▸ Extracted information:

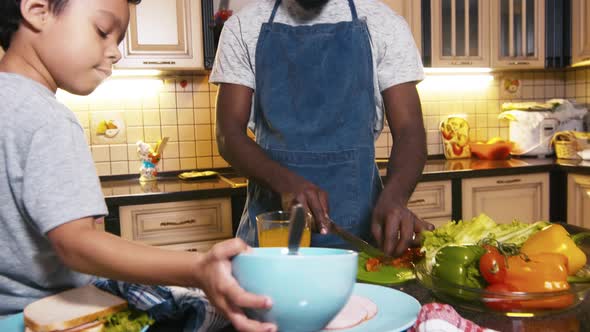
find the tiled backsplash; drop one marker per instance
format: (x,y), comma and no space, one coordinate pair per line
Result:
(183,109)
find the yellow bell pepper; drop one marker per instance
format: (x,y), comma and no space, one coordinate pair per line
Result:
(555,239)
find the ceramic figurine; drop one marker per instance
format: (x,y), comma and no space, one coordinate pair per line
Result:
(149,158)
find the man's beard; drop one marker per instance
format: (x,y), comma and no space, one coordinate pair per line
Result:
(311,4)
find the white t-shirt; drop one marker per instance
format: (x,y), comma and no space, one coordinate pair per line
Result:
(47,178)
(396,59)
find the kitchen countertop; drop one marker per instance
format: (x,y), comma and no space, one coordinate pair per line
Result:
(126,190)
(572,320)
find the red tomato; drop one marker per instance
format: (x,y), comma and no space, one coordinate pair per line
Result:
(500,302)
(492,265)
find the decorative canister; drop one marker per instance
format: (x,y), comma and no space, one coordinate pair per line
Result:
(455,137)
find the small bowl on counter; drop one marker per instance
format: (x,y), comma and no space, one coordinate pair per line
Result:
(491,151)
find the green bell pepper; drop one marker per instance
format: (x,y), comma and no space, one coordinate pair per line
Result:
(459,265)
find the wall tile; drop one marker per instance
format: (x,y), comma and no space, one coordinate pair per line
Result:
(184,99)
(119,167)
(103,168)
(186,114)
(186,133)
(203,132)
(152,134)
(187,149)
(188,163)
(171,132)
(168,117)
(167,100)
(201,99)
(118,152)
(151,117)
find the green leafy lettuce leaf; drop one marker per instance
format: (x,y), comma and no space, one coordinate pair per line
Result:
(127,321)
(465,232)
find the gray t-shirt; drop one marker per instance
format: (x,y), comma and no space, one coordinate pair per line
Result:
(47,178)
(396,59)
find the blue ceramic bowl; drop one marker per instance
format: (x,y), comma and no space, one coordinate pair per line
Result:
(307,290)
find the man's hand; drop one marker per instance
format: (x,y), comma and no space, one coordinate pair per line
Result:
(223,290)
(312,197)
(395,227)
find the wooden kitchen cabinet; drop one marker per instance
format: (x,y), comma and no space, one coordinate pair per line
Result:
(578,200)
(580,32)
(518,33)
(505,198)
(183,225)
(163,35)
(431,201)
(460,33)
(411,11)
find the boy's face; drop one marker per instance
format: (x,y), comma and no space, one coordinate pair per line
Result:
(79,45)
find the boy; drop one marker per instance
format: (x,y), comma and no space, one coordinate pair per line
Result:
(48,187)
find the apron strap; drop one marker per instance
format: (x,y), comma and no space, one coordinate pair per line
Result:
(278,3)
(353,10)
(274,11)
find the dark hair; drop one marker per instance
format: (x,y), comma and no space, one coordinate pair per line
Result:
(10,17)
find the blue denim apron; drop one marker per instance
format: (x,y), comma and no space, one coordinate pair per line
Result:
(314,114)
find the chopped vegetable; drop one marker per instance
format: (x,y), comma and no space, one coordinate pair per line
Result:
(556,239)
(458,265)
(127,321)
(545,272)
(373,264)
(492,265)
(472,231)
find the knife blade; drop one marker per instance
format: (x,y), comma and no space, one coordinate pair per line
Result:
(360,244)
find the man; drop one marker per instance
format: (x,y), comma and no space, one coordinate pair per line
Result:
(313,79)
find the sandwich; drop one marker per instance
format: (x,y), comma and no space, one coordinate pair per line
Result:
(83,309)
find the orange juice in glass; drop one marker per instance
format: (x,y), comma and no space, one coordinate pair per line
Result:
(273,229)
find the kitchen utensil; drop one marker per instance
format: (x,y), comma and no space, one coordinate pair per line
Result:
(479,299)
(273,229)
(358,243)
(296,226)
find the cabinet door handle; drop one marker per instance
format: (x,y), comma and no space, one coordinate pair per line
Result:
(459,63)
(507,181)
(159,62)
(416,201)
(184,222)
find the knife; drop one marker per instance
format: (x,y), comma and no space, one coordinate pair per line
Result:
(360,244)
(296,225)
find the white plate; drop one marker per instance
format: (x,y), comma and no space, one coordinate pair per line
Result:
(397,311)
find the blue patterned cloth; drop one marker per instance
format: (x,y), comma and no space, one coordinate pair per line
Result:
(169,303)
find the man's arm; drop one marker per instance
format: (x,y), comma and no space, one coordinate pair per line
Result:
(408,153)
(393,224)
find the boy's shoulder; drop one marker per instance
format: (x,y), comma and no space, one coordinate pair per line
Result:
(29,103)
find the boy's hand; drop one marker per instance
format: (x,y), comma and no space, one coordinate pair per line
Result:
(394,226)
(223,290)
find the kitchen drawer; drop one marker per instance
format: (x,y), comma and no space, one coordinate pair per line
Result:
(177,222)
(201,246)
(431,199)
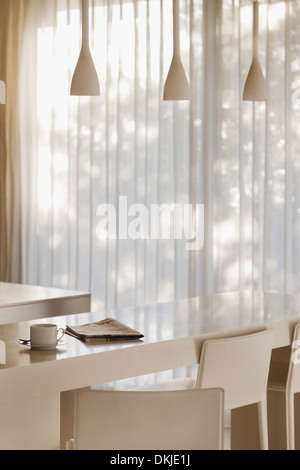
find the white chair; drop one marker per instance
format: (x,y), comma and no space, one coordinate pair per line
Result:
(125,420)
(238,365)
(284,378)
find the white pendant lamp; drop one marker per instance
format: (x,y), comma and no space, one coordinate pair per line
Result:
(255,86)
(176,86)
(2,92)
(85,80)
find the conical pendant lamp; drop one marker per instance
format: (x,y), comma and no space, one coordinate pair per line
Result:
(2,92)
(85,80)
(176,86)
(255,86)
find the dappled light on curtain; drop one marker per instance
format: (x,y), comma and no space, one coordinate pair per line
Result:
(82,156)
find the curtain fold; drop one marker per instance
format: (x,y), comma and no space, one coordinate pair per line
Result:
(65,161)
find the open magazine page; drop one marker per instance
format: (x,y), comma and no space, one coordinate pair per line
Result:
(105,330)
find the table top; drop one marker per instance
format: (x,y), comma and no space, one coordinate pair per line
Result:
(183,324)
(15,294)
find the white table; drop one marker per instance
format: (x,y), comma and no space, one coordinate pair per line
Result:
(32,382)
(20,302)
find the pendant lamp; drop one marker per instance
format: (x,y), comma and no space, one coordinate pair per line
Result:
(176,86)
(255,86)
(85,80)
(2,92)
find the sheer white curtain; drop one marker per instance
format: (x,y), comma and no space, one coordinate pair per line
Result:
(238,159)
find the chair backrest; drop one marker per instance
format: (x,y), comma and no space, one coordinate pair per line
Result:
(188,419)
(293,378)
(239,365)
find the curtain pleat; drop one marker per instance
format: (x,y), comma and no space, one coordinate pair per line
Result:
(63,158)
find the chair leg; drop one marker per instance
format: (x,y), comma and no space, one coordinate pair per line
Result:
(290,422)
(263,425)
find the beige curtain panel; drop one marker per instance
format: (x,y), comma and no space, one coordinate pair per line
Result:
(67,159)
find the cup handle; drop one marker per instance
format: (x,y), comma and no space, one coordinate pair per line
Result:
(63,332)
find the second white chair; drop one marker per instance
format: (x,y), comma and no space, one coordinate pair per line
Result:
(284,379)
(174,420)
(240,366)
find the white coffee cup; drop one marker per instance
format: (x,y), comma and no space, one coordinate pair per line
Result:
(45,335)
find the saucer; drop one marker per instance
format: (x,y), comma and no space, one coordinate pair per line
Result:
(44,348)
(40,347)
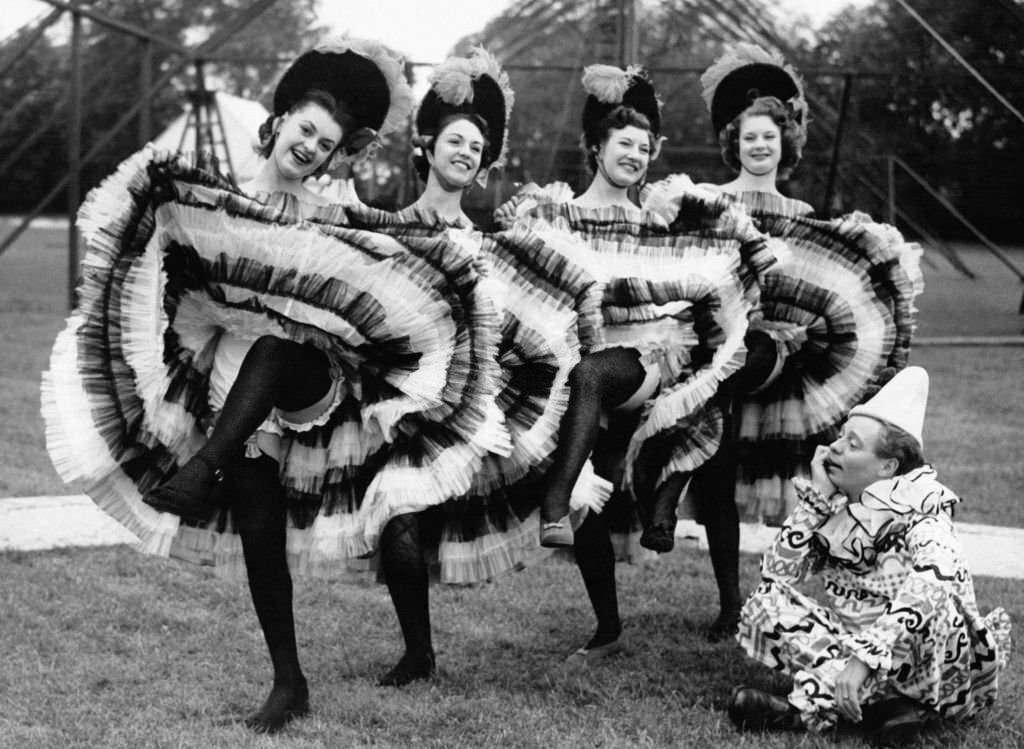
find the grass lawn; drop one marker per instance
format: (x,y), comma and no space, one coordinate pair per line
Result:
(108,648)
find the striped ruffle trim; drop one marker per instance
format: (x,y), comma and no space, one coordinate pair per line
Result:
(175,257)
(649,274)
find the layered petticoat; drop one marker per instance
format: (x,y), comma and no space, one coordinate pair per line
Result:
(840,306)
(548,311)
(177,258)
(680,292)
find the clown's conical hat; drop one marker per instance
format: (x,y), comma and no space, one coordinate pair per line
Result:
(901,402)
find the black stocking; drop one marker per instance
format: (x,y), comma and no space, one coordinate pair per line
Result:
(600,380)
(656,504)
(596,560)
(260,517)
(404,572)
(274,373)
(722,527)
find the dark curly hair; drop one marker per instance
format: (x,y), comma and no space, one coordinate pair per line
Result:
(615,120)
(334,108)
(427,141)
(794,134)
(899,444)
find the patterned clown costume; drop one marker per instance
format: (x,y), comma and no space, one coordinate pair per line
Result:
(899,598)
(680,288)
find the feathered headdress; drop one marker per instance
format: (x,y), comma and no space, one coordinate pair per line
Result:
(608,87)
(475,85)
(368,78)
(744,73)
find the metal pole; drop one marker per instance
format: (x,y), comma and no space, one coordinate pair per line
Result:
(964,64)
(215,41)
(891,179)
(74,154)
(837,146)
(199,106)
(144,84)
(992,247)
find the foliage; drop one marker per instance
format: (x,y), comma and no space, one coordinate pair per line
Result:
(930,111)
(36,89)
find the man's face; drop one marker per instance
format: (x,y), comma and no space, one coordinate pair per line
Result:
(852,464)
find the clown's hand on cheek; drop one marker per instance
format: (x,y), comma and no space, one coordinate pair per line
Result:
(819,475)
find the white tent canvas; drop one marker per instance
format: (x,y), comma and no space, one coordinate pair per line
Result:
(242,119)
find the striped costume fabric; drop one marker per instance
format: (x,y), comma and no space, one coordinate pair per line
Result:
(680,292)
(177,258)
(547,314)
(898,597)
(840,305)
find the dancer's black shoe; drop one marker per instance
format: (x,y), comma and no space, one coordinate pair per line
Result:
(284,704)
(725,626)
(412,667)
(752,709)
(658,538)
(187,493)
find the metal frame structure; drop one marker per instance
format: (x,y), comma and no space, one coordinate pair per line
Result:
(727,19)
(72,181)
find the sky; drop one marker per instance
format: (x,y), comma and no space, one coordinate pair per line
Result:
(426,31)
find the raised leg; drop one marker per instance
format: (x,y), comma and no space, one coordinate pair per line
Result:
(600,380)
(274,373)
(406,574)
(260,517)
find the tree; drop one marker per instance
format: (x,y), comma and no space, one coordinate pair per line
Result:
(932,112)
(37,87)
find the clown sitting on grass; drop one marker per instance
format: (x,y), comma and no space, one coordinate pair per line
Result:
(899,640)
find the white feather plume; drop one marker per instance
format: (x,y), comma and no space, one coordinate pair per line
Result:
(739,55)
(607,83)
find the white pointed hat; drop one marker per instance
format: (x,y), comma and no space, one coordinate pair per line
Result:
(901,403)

▸ Task requirements:
For each line of the entries that includes "ceramic", show that line.

▸ Answer for this exercise:
find the ceramic figurine; drop one marker per instance
find the blue ceramic bowl; drop one marker per instance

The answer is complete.